__PROVIDED DATA__:

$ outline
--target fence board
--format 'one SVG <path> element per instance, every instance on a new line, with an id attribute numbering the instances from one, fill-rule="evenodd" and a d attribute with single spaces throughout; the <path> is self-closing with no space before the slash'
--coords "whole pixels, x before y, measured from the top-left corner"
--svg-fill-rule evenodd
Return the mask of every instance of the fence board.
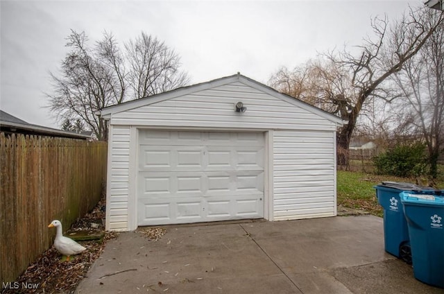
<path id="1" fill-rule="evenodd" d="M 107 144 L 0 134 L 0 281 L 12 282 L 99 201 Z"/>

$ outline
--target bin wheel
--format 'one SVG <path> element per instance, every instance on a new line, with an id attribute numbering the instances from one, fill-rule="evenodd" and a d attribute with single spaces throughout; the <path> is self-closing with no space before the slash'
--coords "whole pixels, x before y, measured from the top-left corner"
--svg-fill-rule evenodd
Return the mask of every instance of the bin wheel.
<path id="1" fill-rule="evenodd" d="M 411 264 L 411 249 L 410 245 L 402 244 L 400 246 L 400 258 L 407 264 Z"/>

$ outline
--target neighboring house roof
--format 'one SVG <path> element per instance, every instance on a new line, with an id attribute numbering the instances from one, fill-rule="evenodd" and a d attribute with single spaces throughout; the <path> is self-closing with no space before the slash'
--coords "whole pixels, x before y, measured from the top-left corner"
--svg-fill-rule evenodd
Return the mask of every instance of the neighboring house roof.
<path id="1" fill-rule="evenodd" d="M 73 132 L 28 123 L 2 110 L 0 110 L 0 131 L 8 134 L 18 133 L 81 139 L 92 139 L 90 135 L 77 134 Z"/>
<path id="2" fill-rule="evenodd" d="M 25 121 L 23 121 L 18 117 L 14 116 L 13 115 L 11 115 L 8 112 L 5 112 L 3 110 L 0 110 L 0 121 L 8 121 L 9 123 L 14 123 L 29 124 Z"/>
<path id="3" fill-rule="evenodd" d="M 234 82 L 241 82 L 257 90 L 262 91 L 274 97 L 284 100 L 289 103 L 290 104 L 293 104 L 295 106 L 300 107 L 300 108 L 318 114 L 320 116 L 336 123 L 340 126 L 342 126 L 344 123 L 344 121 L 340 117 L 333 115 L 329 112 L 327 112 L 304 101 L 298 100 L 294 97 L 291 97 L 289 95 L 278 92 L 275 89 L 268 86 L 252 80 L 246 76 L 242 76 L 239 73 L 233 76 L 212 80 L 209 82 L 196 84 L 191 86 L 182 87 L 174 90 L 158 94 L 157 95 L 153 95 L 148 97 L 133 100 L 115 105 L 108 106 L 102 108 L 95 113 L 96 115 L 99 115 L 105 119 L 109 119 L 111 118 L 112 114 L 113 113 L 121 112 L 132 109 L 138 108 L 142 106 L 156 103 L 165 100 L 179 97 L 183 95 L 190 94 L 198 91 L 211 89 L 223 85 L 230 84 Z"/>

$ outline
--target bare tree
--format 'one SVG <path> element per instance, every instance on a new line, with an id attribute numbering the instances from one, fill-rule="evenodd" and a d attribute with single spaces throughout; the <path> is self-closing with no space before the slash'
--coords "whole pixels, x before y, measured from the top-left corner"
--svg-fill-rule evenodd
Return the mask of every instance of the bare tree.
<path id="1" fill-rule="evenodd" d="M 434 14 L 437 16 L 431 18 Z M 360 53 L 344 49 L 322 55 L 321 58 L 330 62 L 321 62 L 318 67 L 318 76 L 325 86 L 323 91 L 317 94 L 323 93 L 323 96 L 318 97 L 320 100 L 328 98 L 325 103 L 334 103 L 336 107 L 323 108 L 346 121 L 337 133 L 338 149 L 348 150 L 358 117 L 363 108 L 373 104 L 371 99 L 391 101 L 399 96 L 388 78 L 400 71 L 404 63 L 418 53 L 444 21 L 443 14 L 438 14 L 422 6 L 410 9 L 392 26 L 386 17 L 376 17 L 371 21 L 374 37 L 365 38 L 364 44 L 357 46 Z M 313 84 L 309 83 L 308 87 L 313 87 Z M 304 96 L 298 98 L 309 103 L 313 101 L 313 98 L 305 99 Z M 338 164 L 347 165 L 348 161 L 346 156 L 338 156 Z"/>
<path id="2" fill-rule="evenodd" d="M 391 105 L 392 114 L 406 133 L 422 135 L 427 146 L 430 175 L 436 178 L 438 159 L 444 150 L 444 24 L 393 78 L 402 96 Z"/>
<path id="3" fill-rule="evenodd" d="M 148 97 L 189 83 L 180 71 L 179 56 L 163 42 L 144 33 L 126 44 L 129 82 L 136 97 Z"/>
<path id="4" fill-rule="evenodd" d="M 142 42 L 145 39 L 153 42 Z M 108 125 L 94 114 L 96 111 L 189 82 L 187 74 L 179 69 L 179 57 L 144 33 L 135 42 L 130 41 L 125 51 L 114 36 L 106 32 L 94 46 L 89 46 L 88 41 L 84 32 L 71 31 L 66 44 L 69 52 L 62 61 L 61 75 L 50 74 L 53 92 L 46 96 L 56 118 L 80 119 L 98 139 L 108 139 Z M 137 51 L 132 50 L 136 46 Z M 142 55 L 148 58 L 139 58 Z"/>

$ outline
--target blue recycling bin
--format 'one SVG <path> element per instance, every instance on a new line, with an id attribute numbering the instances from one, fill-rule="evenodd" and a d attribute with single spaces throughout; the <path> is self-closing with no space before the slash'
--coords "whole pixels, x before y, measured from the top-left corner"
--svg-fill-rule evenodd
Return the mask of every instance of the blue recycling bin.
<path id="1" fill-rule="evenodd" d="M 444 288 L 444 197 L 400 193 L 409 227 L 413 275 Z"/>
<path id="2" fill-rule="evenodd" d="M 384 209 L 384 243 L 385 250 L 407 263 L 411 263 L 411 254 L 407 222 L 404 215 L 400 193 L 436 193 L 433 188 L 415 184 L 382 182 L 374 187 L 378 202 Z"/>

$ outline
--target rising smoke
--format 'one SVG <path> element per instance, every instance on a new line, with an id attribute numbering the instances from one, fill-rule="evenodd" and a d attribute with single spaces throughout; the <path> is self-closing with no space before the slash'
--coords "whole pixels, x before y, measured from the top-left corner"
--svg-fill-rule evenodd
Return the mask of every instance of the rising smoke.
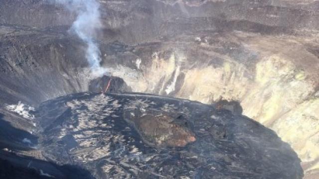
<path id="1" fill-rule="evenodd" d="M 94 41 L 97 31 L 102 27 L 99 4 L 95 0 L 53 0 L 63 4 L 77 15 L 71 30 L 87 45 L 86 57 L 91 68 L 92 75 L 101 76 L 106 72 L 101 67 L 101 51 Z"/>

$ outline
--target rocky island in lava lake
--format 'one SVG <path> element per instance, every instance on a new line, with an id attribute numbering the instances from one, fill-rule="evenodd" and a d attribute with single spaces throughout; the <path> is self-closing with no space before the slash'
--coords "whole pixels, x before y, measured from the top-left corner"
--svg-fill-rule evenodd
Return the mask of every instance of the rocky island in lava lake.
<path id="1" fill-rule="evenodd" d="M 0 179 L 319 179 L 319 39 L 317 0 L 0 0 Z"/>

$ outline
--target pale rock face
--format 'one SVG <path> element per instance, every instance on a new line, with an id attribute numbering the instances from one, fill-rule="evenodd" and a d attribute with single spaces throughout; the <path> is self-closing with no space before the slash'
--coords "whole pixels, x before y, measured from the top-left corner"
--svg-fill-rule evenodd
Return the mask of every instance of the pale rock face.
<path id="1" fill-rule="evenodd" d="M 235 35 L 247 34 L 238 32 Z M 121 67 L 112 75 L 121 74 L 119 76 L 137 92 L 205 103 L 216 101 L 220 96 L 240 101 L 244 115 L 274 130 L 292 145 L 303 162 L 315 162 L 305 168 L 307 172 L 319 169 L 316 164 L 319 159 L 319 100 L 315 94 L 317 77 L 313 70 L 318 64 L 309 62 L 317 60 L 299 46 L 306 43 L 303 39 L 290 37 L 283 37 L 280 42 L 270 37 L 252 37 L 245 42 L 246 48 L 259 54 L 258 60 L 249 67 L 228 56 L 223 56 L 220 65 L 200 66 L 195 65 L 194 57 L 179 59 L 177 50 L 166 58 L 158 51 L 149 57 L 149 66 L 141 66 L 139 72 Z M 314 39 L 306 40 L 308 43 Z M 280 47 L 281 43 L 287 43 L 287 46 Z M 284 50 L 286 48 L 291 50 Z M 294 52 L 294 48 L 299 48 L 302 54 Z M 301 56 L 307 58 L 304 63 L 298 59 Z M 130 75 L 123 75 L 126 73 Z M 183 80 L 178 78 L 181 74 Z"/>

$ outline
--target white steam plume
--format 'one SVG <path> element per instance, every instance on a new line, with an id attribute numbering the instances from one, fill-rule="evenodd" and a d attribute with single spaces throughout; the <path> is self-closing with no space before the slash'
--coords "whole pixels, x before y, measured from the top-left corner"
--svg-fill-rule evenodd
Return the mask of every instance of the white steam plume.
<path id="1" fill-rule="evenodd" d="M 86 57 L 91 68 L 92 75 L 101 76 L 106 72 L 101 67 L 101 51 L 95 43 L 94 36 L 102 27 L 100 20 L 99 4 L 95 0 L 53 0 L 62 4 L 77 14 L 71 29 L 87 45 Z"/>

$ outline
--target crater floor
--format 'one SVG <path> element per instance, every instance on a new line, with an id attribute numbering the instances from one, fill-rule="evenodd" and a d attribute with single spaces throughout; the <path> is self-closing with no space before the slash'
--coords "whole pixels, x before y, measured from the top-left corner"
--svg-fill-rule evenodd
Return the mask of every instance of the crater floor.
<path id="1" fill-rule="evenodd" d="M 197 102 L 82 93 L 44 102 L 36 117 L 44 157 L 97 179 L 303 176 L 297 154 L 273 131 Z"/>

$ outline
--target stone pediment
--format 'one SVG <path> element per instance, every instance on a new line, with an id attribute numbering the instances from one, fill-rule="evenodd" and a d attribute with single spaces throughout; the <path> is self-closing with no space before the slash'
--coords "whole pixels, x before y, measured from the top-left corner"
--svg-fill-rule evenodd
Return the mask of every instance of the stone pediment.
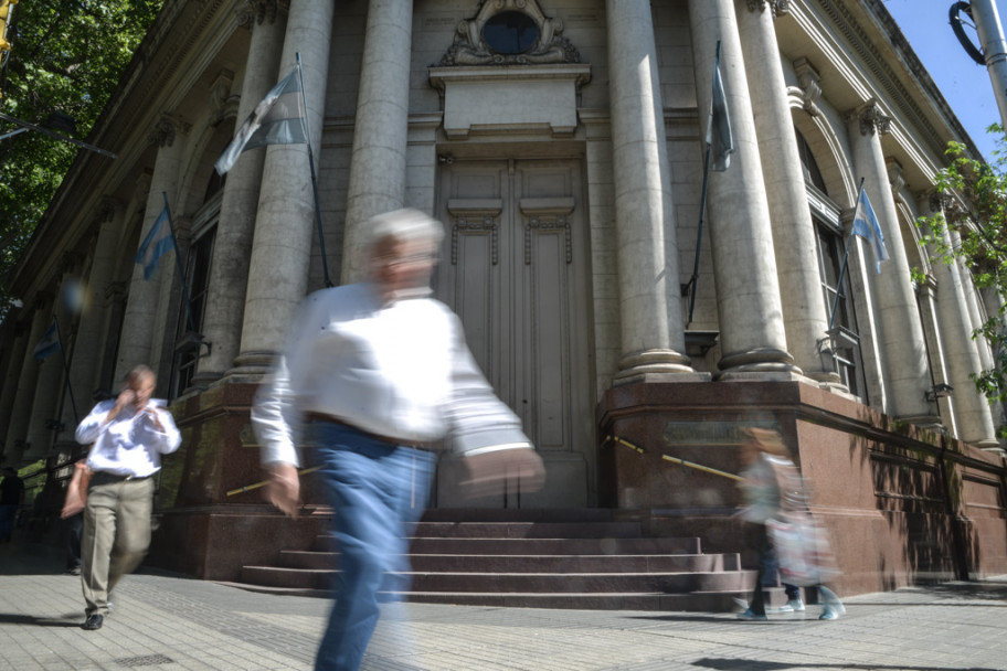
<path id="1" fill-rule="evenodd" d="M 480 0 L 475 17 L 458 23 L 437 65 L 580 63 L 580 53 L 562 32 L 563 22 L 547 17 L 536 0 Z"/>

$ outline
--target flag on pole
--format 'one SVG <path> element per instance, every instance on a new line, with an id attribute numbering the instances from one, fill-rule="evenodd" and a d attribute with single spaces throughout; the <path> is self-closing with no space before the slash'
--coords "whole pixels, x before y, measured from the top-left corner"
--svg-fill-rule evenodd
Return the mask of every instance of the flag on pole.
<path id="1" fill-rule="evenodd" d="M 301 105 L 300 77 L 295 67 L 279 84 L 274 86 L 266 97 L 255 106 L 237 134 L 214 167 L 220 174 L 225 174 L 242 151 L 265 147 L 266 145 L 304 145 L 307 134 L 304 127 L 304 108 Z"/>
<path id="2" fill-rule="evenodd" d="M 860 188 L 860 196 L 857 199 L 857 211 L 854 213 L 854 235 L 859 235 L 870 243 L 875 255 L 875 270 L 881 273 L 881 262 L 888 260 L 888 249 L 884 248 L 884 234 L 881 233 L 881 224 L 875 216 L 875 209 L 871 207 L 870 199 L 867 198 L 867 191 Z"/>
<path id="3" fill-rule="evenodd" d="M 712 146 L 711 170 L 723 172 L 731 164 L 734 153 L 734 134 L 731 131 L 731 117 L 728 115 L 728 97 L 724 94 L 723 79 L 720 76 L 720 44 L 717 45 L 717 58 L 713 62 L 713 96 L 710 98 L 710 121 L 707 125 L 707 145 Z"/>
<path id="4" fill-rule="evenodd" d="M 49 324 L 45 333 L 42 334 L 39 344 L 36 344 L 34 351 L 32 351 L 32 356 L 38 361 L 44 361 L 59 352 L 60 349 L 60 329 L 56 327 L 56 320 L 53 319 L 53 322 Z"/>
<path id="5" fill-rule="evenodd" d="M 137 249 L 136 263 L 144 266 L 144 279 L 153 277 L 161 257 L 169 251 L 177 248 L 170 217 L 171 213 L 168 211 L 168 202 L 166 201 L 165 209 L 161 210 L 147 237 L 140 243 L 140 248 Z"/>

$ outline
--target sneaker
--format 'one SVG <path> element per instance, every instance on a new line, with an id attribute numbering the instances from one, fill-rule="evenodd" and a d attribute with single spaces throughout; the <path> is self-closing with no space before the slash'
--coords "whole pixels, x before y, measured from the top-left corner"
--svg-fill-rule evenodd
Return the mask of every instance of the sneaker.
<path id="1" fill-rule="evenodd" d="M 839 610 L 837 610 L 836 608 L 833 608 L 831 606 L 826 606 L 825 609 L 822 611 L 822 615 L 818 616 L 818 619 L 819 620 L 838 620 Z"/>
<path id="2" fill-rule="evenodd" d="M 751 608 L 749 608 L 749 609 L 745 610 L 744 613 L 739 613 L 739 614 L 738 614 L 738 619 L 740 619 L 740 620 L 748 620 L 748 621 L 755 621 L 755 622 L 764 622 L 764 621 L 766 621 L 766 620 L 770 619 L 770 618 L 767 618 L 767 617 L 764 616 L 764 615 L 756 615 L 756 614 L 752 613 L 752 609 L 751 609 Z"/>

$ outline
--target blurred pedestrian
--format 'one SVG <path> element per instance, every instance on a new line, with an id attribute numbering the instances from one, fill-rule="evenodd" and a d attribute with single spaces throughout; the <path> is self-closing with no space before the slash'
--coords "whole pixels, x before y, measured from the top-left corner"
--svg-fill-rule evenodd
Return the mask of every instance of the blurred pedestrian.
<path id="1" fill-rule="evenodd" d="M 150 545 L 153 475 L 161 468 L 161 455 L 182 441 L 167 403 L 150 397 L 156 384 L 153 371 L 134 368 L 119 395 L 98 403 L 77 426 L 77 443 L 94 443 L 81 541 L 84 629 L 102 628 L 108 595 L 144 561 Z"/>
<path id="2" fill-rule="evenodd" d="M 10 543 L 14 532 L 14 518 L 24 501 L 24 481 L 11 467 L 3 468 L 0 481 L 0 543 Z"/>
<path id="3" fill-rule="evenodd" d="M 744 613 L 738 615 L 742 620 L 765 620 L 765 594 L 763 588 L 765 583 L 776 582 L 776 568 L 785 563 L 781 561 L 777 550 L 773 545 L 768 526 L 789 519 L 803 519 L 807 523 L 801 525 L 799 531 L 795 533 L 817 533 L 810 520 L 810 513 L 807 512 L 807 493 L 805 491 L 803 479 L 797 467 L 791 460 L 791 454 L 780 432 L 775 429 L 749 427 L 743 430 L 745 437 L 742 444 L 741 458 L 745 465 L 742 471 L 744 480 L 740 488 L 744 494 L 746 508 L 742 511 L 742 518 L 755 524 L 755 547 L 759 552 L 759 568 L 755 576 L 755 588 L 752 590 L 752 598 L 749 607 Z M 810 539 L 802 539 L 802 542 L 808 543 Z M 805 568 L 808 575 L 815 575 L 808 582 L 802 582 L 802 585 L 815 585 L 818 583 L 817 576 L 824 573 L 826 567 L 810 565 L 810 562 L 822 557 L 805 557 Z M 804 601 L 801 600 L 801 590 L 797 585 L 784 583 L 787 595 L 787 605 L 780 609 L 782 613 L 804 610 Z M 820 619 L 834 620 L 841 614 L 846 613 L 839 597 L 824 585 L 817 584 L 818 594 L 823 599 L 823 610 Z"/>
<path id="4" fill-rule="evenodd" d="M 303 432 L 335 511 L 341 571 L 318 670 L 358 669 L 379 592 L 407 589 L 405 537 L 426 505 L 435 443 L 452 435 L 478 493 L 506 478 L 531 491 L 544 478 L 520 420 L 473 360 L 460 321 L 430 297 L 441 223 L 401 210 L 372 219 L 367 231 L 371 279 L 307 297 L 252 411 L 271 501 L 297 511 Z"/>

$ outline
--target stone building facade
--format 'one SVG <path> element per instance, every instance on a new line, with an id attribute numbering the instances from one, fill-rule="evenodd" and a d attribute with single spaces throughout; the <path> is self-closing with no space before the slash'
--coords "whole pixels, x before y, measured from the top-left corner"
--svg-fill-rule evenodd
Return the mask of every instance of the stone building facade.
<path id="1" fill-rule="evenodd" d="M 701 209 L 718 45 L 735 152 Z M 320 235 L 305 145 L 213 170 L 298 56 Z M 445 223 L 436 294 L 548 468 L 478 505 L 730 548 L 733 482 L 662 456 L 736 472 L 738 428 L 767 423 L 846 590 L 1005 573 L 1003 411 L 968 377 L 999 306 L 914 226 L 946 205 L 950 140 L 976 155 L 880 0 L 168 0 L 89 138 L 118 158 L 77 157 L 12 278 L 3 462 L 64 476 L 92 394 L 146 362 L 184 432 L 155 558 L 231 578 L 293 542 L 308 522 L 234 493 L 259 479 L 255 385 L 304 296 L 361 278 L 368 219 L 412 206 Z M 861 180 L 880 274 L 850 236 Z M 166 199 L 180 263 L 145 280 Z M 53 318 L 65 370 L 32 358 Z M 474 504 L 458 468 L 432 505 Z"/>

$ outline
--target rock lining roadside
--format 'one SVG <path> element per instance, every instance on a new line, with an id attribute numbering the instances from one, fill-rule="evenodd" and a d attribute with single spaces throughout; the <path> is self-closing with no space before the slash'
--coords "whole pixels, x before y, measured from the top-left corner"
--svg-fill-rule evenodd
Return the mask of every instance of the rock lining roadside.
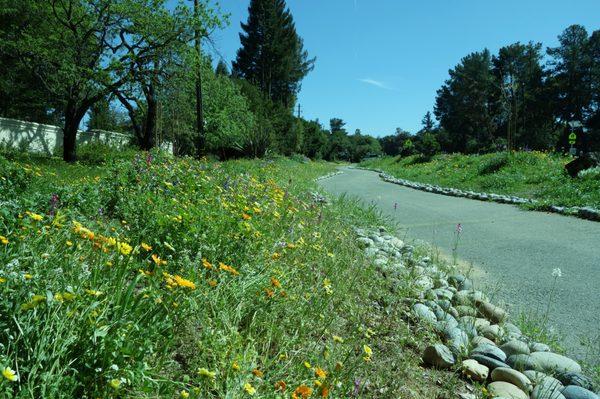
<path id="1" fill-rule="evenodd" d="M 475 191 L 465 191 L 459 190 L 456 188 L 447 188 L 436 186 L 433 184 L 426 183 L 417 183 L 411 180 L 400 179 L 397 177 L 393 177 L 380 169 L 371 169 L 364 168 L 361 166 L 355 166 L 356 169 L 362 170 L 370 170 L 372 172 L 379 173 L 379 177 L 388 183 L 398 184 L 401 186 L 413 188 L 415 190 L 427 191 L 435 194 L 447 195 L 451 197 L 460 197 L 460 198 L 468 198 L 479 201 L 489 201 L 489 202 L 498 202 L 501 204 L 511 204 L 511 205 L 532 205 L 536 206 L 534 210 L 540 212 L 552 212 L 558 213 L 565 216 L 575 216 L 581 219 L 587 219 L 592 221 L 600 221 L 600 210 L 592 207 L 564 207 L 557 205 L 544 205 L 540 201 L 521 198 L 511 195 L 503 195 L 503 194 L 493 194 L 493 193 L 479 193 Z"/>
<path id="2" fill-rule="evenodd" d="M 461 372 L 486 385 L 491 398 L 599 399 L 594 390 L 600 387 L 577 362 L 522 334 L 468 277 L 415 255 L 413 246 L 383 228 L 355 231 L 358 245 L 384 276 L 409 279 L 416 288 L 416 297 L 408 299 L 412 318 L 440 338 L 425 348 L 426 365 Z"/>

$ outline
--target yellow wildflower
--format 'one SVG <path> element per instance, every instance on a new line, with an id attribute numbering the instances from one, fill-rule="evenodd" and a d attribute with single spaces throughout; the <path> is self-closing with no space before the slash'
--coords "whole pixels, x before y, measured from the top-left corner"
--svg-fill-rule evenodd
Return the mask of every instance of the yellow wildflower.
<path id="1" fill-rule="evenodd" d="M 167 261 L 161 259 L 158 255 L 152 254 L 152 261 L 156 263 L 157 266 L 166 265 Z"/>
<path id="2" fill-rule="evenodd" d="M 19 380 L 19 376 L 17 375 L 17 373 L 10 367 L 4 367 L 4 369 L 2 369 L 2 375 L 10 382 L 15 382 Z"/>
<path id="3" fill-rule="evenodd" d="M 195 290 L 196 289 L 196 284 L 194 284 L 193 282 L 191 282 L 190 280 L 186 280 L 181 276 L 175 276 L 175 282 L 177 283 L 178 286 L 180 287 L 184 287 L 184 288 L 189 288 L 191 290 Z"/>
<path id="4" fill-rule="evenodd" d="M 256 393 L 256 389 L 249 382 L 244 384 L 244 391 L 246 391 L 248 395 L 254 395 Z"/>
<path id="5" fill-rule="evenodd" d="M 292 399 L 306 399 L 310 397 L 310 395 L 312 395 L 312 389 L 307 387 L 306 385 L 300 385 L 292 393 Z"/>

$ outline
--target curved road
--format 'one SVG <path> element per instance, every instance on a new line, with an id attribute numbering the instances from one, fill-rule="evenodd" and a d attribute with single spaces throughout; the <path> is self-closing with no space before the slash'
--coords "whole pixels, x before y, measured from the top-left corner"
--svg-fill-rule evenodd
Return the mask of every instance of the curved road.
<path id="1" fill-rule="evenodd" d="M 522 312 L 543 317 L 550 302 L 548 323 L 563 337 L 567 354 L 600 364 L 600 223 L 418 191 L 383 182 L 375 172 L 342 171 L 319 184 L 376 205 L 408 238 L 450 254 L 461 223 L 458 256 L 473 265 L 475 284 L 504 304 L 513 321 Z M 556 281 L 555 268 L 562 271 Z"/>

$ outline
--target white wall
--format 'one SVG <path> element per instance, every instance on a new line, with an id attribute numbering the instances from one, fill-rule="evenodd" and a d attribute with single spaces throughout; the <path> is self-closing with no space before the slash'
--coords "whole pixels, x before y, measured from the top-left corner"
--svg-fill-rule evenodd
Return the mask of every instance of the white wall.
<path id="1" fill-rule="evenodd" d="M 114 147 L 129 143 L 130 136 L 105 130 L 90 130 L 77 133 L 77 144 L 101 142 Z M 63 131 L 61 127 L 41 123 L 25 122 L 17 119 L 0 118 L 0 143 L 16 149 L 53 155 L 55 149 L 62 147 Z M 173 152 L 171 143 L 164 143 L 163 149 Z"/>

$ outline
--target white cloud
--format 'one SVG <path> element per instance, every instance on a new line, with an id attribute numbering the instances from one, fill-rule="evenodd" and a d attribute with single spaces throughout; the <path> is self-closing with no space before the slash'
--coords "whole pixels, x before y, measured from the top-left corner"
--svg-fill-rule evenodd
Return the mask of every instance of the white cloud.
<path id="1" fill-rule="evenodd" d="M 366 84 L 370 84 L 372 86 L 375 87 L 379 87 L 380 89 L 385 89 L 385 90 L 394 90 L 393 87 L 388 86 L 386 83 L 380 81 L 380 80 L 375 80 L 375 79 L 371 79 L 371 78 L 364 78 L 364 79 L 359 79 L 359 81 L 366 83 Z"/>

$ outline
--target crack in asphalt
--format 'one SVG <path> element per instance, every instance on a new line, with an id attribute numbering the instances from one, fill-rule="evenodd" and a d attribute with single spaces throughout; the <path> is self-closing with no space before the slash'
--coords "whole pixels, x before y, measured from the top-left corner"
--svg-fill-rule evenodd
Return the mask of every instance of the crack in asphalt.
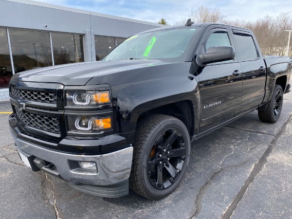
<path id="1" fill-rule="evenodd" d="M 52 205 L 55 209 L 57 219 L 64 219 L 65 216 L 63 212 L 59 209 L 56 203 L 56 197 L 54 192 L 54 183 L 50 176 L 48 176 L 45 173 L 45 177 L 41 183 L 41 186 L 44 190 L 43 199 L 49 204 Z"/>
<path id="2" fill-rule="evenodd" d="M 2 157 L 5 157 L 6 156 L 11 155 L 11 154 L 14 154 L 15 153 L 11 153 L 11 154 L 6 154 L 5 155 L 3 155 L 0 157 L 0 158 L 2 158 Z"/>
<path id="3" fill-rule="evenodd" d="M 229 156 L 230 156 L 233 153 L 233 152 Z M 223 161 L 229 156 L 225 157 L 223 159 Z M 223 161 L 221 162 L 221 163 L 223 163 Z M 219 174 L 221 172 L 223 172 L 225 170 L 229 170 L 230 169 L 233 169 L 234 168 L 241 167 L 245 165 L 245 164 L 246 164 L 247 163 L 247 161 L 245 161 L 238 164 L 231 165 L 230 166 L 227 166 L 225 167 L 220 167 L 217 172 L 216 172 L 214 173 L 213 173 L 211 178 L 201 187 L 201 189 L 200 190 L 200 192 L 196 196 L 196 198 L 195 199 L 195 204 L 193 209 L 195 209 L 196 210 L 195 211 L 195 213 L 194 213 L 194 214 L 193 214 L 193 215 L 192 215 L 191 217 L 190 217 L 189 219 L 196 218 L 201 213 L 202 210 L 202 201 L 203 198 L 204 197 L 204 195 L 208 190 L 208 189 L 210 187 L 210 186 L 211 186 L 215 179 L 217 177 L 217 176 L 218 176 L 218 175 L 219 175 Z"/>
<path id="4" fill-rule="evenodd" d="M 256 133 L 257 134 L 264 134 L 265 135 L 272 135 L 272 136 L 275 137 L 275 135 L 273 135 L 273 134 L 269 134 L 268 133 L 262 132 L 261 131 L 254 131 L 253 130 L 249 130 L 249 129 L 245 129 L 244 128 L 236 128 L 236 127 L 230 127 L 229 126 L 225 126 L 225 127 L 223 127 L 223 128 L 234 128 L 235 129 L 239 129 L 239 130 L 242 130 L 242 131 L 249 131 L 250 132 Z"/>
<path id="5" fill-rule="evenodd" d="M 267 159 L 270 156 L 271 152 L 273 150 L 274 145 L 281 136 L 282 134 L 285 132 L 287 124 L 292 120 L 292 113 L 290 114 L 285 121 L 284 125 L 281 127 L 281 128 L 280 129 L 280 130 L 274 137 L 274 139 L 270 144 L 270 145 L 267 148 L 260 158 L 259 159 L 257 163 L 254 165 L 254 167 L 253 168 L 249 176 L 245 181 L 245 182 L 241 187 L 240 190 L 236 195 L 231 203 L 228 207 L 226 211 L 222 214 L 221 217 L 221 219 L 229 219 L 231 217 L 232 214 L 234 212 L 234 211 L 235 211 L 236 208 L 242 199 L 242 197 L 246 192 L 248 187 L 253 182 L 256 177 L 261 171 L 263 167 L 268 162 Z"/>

__AIM__: Show every line of the material that contains the string "lake", treating uppercase and lowercase as different.

__WRITTEN SOLUTION__:
--target rocky island in lava lake
Return the mask of every instance of the rocky island in lava lake.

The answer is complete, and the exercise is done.